[Photo-based referring expression data]
----

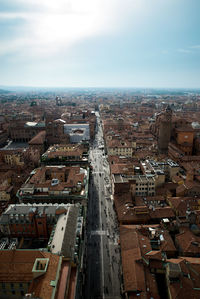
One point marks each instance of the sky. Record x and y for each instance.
(100, 43)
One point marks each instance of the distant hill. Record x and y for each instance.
(3, 91)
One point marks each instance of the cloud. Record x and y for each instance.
(195, 47)
(186, 51)
(48, 26)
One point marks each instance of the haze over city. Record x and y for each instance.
(95, 43)
(99, 149)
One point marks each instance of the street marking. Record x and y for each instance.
(98, 232)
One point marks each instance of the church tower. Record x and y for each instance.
(165, 126)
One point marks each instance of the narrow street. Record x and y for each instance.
(102, 250)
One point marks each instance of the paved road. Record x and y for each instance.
(102, 250)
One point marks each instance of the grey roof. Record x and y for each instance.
(70, 233)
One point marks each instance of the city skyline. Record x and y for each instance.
(152, 44)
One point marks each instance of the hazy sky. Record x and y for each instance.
(115, 43)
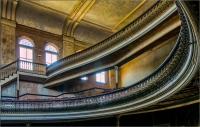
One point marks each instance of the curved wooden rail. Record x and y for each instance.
(175, 73)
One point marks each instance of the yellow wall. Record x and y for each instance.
(145, 64)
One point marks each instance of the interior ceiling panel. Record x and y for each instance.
(64, 6)
(31, 15)
(109, 13)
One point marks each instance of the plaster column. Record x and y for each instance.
(8, 43)
(118, 120)
(116, 76)
(68, 45)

----

→ **TASK DIRECTIONS**: Word for word, restate each line above, minus its pictures.

→ **EXPECTED ANSWER**:
One point marks each instance of the sky. Record x and y for each instance.
(100, 43)
One point marks each instance of the distant hill. Record x and y for each instance.
(3, 91)
One point marks each instance of the cloud. Record x and y for each instance.
(195, 47)
(186, 51)
(48, 26)
One point marks each instance of the haze over city. Record x and y for each instance.
(95, 43)
(99, 149)
One point marks each instance of the street marking. Record x and y for each instance.
(98, 232)
One point marks each instance of the church tower. Record x and y for each instance.
(165, 126)
One point marks each instance of the narrow street. Record x and y for each instance.
(102, 250)
One point marks each instance of the paved road. Record x and y for each instance.
(102, 250)
One point marks each instance of the grey roof. Record x and y for each instance.
(70, 233)
One point marks each instance of the city skyline. Record x and y for each instance.
(152, 44)
One point marks each instance of the hazy sky. Record x and y for each instance.
(115, 43)
One point marks each instance of the curved wooden rail. Record x and y for each instance.
(175, 73)
One point marks each instance of the yellow wall. Record x and y for each instance.
(145, 64)
One point marks each instance of the interior ceiling panel. Record x and y for each instance.
(64, 6)
(31, 15)
(109, 13)
One point marks each instance of the plaster column. Record x and y for each instance.
(8, 43)
(118, 120)
(116, 76)
(68, 45)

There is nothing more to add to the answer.